BEGIN READING PASSAGE

When you gain too much weight, it doesn't just accumulate on the outside of your body. Fat may start to deposit inside, too, within organs such as the liver.
This condition is called fatty liver disease. Liver cells, or hepatocytes, fill with large fat droplets and can become stressed, damaged or scarred—some even die. Excessive inflammation in the liver called steatohepatitis can then develop and progress to cirrhosis.
“Most people aren’t even aware fatty liver disease exists. Large numbers of people are affected by this disease, and they don’t realize it,' says Wajahat Mehal, PhD, MD, director of Yale Medicine's Metabolic Health & Weight Loss Program. “This is an epidemic that has crept up on us."
At Yale Medicine, if you have abnormal liver test results, we'll look for the potential causes of those results so that we can develop an effective plan to help you make healthy lifestyle changes and lose weight.
Who is at risk for fatty liver disease?
Most people who have a body mass index (BMI) over 27 have fatty liver disease. People who gain weight in the abdomen are at greater risk than those who gain weight around their hips or shoulders. This weight distribution in the abdomen is more common among men, putting them at slightly higher risk compared to women. Fatty liver disease typically occurs alongside other diseases related to obesity. For example,many people with type 2 diabetes also have fatty liver disease.
What are the symptoms of fatty liver disease?
Fatty liver disease is silent at the start, much like high blood pressure. You might have fat accumulating in your liver but won’t know it unless abnormalities appear in blood tests or on an ultrasound.
How is fatty liver disease diagnosed?

END READING PASSAGE

TASKS TO PERFORM »
a – Copy a section of the fatty liver disease article without changing anything, beginning at the words "This condition is" and stopping after "and lose weight.".
b – According to the fatty liver disease article, most people with a body mass index over what number have the disease?
c – Continue the fatty liver disease article from the point where it stops.
The material that comes after this has nothing to do with the fatty liver disease article.

BEGIN SUPPLIED MATERIAL

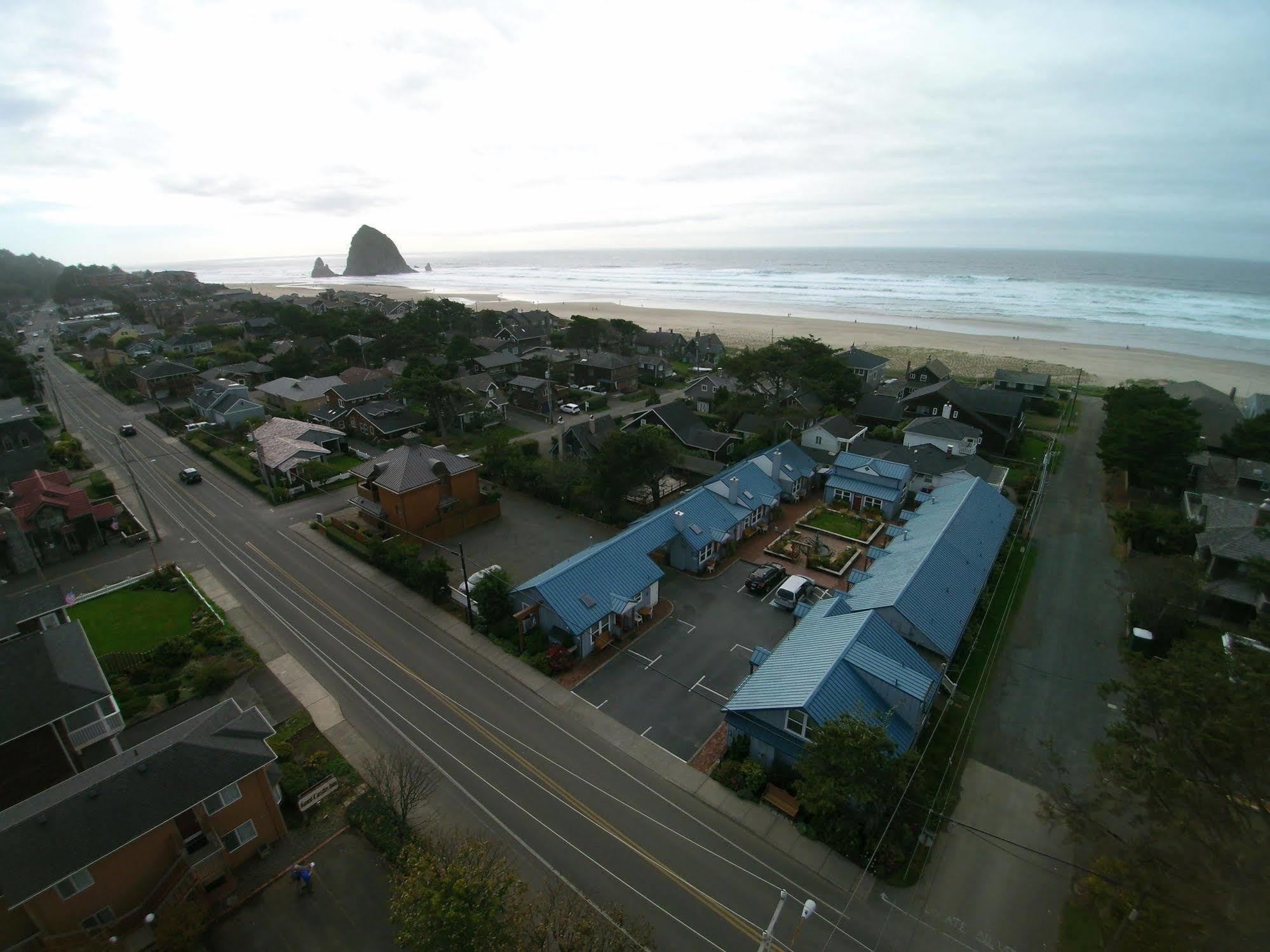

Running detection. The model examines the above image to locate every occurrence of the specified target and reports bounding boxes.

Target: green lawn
[70,585,203,655]
[802,509,876,539]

END SUPPLIED MATERIAL

EXPECTED RESPONSES »
a –
This condition is called fatty liver disease. Liver cells, or hepatocytes, fill with large fat droplets and can become stressed, damaged or scarred—some even die. Excessive inflammation in the liver called steatohepatitis can then develop and progress to cirrhosis.
“Most people aren’t even aware fatty liver disease exists. Large numbers of people are affected by this disease, and they don’t realize it,' says Wajahat Mehal, PhD, MD, director of Yale Medicine's Metabolic Health & Weight Loss Program. “This is an epidemic that has crept up on us."
At Yale Medicine, if you have abnormal liver test results, we'll look for the potential causes of those results so that we can develop an effective plan to help you make healthy lifestyle changes and lose weight.

b – 27

c –
It is often discovered incidentally, when tests are taken for unrelated reasons. If blood or imaging tests reveal liver abnormalities, a physician will perform tests to rule out such other common liver diseases as hepatitis B or hepatitis C. Only a biopsy can make a definitive diagnosis.
How is fatty liver disease treated?
No medication to treat fatty liver disease has been approved. But, one thing has been shown to help reverse it: weight loss. "If people lose about 10 percent of their weight, that’s probably sufficient to help with fatty liver,” says Dr. Mehal.
Studies have shown that with a relatively small amount of weight loss, the liver is able to repair itself and regenerate healthy cells.
How is Yale Medicine’s approach to fatty liver disease unique?
Weight loss is currently the only treatment for fatty liver disease. At Yale Medicine, we offer effective nonsurgical weight loss interventions in one place. We also conduct research to shed light on the underlying causes of fatty liver disease in order to develop improved treatments. If weight-loss surgery is required, Yale Medicine also has bariatric surgeons who are available to help with the latest, most proven techniques.